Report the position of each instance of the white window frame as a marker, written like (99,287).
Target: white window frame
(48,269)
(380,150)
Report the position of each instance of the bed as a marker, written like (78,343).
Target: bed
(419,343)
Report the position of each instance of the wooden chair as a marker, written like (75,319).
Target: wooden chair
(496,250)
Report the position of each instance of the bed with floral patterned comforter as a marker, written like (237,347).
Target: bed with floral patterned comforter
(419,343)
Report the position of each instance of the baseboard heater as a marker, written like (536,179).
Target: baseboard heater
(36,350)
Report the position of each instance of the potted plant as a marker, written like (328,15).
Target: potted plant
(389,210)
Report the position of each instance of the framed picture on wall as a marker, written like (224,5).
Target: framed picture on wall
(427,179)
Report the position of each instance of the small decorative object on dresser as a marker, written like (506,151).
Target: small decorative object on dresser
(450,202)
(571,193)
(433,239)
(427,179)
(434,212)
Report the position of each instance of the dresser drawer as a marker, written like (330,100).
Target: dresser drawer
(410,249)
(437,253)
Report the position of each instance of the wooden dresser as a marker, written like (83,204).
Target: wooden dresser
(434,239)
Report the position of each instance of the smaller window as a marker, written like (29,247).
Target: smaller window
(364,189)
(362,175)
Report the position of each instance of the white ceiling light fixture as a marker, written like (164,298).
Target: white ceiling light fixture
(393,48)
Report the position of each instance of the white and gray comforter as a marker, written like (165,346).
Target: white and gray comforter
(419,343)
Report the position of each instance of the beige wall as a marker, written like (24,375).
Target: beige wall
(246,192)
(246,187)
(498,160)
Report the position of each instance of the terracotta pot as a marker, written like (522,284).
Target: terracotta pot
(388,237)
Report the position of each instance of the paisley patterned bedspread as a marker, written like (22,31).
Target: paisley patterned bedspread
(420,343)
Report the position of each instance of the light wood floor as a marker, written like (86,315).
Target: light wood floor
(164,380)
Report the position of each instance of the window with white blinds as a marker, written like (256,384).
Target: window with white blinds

Aim of the exercise – Using the listing above, return word for word each line from the one that has "Report the position of each instance of the terracotta" through the one that has "Report the position of each instance of the light", and no line outside that range.

Answer –
Report the position of each instance of the terracotta pot as a marker, written like (522,284).
Target: terracotta pot
(388,237)
Report the position of each instance of the paisley patterned bedspread as a marker, written like (22,31).
Target: paisley patterned bedspread
(420,343)
Report the position of each instance of the light wood floor as a marker, written like (86,315).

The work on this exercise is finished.